(Work to complete) Your task is to print all of the material verbatim.

[Entries from a dataset]
+ + + + + + +
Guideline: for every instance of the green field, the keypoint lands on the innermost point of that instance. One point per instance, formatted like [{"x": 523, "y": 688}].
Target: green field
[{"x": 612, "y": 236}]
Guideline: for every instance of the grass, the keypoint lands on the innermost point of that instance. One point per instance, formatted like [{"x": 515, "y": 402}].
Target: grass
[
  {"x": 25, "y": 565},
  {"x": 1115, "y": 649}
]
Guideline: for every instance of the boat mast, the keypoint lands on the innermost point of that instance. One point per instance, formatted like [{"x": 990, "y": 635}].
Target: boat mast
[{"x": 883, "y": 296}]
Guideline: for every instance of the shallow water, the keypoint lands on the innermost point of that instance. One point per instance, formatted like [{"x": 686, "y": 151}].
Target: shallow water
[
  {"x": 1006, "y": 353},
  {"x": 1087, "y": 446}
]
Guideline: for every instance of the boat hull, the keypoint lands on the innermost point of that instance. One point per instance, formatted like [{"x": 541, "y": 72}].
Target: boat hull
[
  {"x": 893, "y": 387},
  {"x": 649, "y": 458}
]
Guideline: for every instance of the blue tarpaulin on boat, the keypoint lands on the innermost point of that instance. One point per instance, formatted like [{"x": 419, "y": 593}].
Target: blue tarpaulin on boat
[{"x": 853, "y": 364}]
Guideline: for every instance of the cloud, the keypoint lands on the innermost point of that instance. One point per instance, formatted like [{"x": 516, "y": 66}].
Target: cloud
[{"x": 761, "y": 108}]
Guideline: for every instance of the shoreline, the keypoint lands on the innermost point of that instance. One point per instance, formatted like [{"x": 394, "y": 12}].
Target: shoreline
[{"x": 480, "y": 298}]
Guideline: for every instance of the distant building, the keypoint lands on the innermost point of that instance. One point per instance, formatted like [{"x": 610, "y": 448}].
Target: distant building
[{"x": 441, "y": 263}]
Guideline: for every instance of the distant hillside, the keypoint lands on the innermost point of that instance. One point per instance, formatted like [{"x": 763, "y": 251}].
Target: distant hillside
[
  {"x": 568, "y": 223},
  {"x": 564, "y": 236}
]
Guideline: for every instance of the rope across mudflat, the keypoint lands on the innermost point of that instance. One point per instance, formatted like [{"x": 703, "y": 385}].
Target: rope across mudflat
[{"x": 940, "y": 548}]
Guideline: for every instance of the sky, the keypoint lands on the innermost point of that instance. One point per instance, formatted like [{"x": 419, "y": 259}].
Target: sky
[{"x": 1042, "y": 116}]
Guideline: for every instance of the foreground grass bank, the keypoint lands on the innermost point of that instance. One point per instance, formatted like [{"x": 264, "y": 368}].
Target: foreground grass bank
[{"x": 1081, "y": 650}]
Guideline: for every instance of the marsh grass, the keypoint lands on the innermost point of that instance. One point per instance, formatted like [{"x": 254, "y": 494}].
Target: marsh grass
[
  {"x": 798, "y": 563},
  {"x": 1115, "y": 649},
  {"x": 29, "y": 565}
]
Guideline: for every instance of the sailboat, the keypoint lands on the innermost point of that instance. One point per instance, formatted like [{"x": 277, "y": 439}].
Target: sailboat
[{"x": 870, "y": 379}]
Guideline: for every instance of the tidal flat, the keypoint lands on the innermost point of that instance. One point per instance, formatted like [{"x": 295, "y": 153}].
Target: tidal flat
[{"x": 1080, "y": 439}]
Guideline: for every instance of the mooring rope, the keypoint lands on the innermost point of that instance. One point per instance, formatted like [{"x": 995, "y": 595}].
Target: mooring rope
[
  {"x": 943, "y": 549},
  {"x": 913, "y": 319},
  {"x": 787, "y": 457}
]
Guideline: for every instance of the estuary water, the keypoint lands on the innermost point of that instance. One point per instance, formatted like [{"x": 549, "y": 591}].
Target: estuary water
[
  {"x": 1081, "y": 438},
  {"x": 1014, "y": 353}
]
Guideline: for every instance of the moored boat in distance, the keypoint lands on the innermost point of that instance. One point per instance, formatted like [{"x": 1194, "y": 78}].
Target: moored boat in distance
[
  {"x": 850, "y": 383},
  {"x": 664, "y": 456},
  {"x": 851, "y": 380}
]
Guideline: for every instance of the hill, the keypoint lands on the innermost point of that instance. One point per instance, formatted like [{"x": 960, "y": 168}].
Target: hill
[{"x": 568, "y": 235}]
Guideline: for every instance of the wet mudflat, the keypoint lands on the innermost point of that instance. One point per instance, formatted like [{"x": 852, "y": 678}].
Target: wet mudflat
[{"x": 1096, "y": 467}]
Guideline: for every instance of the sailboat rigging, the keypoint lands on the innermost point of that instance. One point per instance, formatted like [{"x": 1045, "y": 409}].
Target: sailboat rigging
+ + + + + + +
(Expected answer)
Guideline: for every instance of the green field, the keypoint lands on the innermost point of that instance. One point per instance, formatted like [{"x": 523, "y": 688}].
Target: green field
[{"x": 612, "y": 236}]
Guideline: for every instance of the grass, the keypoint lands on the innermost point of that instance. One point per instance, formatted like [{"x": 515, "y": 402}].
Target: grass
[
  {"x": 25, "y": 565},
  {"x": 1115, "y": 649}
]
Guideline: for every instance of the boat mast, the keypoint lands on the innermost point of that instance. One point per instance, formatted like [{"x": 990, "y": 635}].
Target: boat mast
[{"x": 883, "y": 296}]
Guideline: for every instance of the shallow water, the keypoint lands on the innermost point of that instance. One point per instance, formatted like [{"x": 686, "y": 151}].
Target: shallow water
[
  {"x": 1006, "y": 353},
  {"x": 1087, "y": 446}
]
Guideline: for every instance of the boat hull, the keypoint lands on the innermost point of that instance. One point per instance, formatted like [{"x": 541, "y": 72}].
Target: boat hull
[
  {"x": 893, "y": 387},
  {"x": 649, "y": 458}
]
Guideline: for every instance of the blue tarpaulin on boat, the keypoint lands on the innermost point of that instance. One point per instance, formatted like [{"x": 419, "y": 593}].
Target: blue tarpaulin on boat
[{"x": 853, "y": 364}]
Guideline: for every instance of the cloud, the keypoint lands on the innermost point of that instance. One point per instance, formatted like [{"x": 516, "y": 66}].
Target: cloud
[{"x": 761, "y": 108}]
Guideline: for every instance of the shoreline, the keypoint lands on the innermost point of that instance. One point per instance, formatted like [{"x": 394, "y": 12}].
Target: shoreline
[{"x": 480, "y": 298}]
Guideline: for every instance of the distant building, the keypoint lands on the innermost point of that instance. One point per instance, formatted like [{"x": 610, "y": 448}].
Target: distant building
[{"x": 441, "y": 263}]
Guideline: for every instance of the distant hillside, the keypoint lands on the innermost point of that instance. One point per instance, formatted like [{"x": 763, "y": 251}].
Target: distant hillside
[
  {"x": 568, "y": 223},
  {"x": 564, "y": 236}
]
Guideline: for every instance of the rope across mudflat, the keypoint lands on the innermost point of that instance. One point per instance, formatted like [{"x": 703, "y": 385}].
Target: rope across mudflat
[{"x": 940, "y": 548}]
Guideline: for every instance of the sky, the keypoint lands on the innermost point of that instance. One point per instance, formatted like [{"x": 419, "y": 259}].
Target: sky
[{"x": 1042, "y": 116}]
Guideline: for every instance of the foreground grass bank, the keypoint lands on the innermost point of that instance. One point per instance, formatted like [{"x": 264, "y": 368}].
Target: foreground grass bank
[{"x": 1081, "y": 650}]
Guideline: for every instance of the marsh grass, the keypoint lands on the innermost point of that instance. One point per instance, formatted like [{"x": 254, "y": 494}].
Target: marsh grass
[
  {"x": 798, "y": 563},
  {"x": 1115, "y": 649},
  {"x": 29, "y": 565}
]
Guideline: for every instance of the sailboat, the keypoint lands on the innermost point of that instance. One point per instance, formatted like [{"x": 277, "y": 439}].
Target: sailboat
[{"x": 870, "y": 379}]
Guideline: for every instance of the tidal flat, the keypoint lands on the innermost point of that instance. One point per instance, formatted like [{"x": 295, "y": 153}].
Target: tidal flat
[{"x": 1080, "y": 439}]
Guideline: for every instance of the mooring rope, the keypoint lands on the innermost point of that instance. One point per instance, formatted like [{"x": 995, "y": 595}].
Target: mooring rope
[
  {"x": 943, "y": 549},
  {"x": 913, "y": 319},
  {"x": 787, "y": 457}
]
Guideline: for every instance of the estuary water, the keypoint lands on the innermost point of that instance. One point per instance, formatted like [{"x": 549, "y": 591}].
Target: estuary water
[
  {"x": 1081, "y": 438},
  {"x": 1014, "y": 353}
]
Guideline: for every instance of the moored boat in distance, the keypoint lands on the innermost point of that instance. One point per instance, formatted like [{"x": 1194, "y": 78}].
Target: moored boat in distance
[
  {"x": 850, "y": 383},
  {"x": 664, "y": 456},
  {"x": 851, "y": 380}
]
Guideline: for every instance of the hill, the keypoint lands on the innermost point of that instance. One point per instance, formatted like [{"x": 960, "y": 168}].
Target: hill
[{"x": 568, "y": 235}]
Guideline: for every instance of the wet mudflat, the keypoint lands on the innermost point of that instance. One point per instance, formatted like [{"x": 852, "y": 678}].
Target: wet mudflat
[{"x": 1096, "y": 467}]
Guideline: for every instance of the sailboat rigging, the keypoint lands on the innermost point of that instance. One point per instance, formatted like [{"x": 1045, "y": 409}].
Target: sailboat rigging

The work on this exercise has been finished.